Problem details: In the records below, locate the line containing "Where can the red"; output that line and every following line through the last, exactly.

--- start of The data ---

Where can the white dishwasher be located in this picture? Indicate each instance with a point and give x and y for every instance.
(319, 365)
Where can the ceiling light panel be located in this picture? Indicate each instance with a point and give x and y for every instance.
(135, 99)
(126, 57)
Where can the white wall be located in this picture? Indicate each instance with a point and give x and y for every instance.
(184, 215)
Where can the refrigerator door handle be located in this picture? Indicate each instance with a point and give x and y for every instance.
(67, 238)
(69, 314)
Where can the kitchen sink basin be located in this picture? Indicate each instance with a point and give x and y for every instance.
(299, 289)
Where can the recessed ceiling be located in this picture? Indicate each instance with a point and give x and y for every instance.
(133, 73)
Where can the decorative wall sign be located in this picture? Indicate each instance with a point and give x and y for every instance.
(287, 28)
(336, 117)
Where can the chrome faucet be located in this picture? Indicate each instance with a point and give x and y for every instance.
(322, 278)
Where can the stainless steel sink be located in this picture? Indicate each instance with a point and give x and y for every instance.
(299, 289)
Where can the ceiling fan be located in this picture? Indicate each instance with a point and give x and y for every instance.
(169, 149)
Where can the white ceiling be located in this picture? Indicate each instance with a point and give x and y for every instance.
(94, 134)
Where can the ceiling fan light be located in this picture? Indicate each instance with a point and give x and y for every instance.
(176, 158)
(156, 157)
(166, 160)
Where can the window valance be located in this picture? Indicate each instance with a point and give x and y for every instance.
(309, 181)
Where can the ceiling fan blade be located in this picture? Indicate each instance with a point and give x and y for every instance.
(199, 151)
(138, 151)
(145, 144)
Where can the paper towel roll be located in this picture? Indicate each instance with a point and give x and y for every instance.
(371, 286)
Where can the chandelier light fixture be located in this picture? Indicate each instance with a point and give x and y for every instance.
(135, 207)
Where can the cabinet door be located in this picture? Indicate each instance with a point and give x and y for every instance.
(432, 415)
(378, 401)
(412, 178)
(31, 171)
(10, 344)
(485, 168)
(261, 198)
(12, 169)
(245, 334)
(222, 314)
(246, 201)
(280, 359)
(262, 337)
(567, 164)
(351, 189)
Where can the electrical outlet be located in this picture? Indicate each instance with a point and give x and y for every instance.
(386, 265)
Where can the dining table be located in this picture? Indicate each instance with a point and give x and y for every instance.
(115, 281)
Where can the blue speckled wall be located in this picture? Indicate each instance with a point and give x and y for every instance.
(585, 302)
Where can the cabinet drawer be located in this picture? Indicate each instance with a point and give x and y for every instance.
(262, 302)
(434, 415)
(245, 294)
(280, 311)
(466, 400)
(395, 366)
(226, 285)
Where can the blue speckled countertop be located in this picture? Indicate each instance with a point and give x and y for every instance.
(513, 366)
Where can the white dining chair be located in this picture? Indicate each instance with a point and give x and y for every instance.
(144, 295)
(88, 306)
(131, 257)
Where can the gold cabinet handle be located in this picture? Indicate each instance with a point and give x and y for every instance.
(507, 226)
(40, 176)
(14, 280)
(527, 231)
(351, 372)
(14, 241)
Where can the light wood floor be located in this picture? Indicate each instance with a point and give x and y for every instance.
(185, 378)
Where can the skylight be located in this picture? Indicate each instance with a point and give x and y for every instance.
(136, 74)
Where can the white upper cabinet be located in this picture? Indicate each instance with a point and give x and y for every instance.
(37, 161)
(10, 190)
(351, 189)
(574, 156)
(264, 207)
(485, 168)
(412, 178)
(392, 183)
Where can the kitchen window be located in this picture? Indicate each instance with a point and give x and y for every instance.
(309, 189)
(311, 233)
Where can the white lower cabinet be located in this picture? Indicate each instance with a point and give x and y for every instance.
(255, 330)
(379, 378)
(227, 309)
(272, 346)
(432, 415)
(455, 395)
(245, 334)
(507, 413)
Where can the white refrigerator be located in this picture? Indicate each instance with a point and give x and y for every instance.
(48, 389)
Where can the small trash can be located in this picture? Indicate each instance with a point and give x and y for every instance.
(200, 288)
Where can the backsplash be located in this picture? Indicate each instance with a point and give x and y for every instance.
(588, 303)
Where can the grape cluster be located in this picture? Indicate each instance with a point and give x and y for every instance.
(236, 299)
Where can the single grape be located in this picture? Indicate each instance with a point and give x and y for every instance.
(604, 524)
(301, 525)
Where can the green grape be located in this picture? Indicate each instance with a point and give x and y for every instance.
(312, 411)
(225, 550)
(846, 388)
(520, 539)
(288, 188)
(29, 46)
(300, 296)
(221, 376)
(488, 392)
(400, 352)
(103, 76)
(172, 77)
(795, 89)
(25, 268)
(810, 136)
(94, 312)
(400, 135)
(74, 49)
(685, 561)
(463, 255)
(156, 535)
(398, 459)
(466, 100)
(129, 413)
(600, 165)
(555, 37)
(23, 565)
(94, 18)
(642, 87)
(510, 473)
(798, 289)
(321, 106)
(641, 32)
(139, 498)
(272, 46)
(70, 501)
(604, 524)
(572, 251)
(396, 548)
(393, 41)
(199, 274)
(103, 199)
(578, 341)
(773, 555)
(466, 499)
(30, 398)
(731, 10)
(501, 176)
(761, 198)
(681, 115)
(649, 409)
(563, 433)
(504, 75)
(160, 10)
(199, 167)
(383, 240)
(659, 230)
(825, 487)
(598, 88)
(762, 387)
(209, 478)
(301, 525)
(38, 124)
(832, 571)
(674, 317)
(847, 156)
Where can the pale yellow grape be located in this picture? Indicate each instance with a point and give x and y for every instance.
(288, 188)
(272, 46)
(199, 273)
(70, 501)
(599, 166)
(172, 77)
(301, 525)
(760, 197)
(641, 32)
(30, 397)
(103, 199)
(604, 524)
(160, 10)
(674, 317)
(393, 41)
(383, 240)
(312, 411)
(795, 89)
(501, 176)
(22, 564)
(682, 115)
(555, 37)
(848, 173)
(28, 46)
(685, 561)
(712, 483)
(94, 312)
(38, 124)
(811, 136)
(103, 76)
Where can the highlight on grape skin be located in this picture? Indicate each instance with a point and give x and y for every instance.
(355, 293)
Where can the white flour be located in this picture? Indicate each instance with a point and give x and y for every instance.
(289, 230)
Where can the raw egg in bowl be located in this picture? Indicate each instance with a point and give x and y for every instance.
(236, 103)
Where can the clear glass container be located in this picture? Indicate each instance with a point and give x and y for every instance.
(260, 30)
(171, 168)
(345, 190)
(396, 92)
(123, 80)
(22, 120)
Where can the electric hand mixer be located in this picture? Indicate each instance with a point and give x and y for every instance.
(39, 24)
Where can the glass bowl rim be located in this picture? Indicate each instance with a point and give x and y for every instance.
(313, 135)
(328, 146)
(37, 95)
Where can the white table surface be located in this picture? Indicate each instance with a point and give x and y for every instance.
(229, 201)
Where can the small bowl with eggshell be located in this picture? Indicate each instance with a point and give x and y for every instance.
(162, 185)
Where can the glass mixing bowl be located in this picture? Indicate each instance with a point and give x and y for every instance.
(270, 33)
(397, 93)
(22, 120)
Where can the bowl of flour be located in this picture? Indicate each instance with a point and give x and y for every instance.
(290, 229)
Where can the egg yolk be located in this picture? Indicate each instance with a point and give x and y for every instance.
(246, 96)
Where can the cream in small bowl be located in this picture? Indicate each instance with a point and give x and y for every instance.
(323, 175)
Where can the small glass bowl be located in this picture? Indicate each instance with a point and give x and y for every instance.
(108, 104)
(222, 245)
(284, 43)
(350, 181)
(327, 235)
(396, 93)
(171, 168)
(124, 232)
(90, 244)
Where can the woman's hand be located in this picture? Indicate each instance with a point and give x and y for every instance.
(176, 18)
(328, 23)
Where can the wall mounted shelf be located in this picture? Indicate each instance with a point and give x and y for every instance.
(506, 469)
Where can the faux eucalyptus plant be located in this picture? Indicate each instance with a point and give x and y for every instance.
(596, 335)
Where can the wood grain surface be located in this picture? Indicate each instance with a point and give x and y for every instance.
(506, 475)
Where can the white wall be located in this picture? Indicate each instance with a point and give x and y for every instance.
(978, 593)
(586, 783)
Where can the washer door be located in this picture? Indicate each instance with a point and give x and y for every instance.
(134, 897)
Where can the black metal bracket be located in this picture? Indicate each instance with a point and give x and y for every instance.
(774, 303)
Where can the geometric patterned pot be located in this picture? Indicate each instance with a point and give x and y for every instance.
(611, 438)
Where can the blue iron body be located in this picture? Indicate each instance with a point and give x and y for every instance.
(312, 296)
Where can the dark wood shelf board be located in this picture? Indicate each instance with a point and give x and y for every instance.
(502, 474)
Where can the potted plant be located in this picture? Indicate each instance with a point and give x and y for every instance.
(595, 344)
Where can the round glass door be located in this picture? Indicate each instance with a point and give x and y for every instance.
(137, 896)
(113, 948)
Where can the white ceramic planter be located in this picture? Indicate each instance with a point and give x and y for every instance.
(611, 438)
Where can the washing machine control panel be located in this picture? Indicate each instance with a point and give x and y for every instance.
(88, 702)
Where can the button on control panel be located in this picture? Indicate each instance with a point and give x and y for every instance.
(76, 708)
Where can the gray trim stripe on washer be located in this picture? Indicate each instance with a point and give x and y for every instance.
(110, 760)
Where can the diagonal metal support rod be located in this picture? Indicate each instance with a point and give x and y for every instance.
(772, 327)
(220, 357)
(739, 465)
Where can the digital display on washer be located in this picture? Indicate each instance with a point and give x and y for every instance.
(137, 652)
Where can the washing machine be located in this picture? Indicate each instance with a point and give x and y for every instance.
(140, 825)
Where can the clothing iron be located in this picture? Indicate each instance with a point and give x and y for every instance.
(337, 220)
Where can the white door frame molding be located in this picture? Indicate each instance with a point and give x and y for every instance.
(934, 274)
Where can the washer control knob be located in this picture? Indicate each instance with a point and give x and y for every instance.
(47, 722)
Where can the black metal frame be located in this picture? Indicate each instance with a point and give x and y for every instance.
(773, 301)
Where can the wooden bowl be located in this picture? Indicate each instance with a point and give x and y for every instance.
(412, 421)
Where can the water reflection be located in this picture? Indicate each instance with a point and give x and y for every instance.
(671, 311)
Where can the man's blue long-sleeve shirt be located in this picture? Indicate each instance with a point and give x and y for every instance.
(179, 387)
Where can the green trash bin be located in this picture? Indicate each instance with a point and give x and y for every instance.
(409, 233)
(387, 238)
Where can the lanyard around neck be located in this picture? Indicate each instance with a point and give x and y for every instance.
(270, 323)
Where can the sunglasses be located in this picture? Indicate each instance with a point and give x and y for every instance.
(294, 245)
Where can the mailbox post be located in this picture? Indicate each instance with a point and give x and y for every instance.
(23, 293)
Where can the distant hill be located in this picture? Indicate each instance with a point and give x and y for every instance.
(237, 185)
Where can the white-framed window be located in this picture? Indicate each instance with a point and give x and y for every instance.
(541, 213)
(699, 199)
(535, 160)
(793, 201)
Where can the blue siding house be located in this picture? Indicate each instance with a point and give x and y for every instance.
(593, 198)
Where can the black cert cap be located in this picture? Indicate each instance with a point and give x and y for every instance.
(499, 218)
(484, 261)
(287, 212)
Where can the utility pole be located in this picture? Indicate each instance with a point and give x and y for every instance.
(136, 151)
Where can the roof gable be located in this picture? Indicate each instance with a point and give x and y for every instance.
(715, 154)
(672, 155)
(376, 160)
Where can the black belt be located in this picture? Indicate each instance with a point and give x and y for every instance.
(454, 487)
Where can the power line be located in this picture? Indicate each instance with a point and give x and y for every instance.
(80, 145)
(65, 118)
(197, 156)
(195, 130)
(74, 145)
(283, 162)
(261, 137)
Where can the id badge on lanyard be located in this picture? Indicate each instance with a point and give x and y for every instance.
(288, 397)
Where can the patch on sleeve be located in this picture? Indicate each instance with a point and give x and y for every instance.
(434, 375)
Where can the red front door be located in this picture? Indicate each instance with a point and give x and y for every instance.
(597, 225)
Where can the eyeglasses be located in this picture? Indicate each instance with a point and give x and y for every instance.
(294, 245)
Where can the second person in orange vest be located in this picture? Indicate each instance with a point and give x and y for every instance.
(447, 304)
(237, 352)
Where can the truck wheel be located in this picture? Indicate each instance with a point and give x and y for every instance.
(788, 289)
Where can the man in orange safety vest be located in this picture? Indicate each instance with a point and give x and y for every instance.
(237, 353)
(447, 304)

--- end of The data ---

Response:
Where can the red front door be located in this picture? Indicate each instance with a point and give x and y for every instance.
(597, 225)
Where can the eyeglasses be located in this picture? Indicate each instance with a point and give x and y for every instance.
(294, 245)
Where can the second person in orange vest be located in this picture? Indicate each instance with a point and give x and y for every instance.
(447, 304)
(237, 352)
Where can the truck wheel be located in this picture? Indicate each instance with a point and give x and y for every instance.
(788, 289)
Where can the man in orange safety vest be located in this picture? Indicate each instance with a point and give x and y for every instance.
(237, 353)
(447, 304)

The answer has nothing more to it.